Divers lecteurs m’ont fait remarquer que la première
version de l’interview publiée sur le site d’Investig’Action
était trop rapide et procédait à des amalgames en ce qui
concerne les positions de la gauche. Voyons donc plus en
détail ces positions.
(Voir
l’interview de Jean Bricmont : La Libye face à
l’impérialisme humanitaire)
Le député européen Mélenchon, qui est sans doute l’homme
politique le plus important à gauche du PS, appuie la guerre
et refuse même d’utiliser ce terme, parce que la guerre est
autorisée par l’ONU[1]. Si on adopte ce point de vue, il
faudrait cesser de parler de « guerre de Corée », ou de
« première guerre du Golfe » puisque celles-ci étaient aussi
autorisées par l’ONU. Si Mélenchon s’appuie sur la
résolution, quelle interprétation en donne-t-il (celle des
Russes, de la Ligue Arabe ?) et que répond-il à ceux qui
estiment qu’elle est déjà violée par les pays agresseurs ou
à ceux, comme le juriste italien Danilo Zolo, qui soulignent
que cette résolution viole la Charte de l’ONU[2] ? De plus,
la résolution de l’ONU permet peut-être à la France
d’intervenir, mais elle ne l’y oblige nullement.

__Entrées du jeu__.

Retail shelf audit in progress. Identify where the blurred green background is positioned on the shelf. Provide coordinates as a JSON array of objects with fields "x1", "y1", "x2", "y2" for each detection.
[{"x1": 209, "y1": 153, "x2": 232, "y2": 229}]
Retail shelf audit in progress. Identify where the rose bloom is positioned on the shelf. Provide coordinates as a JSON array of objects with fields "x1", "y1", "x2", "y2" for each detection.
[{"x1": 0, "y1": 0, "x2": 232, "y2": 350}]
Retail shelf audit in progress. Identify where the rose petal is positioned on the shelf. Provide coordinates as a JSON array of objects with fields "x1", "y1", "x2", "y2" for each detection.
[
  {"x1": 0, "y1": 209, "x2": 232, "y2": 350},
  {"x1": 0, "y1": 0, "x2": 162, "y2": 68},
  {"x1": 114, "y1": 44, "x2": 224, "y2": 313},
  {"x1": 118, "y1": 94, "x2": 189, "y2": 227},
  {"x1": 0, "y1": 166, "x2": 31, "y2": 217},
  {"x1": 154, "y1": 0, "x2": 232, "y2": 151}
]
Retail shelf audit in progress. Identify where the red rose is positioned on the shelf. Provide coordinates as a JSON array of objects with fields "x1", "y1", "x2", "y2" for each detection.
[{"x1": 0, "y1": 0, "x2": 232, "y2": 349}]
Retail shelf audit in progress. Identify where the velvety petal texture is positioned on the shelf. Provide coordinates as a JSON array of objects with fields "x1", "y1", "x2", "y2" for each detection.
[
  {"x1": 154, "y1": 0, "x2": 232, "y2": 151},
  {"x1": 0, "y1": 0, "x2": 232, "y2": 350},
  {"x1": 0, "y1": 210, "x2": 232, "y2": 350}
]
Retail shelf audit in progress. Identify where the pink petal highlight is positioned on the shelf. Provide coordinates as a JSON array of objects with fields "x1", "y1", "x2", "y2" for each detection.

__Consignes à suivre__. D'après l'extrait source, pour quelle raison Mélenchon refuse-t-il d'employer le mot « guerre » ? Les entrées ne sont d'aucune utilité ici.

__Résultat__. Parce que la guerre est autorisée par l'ONU.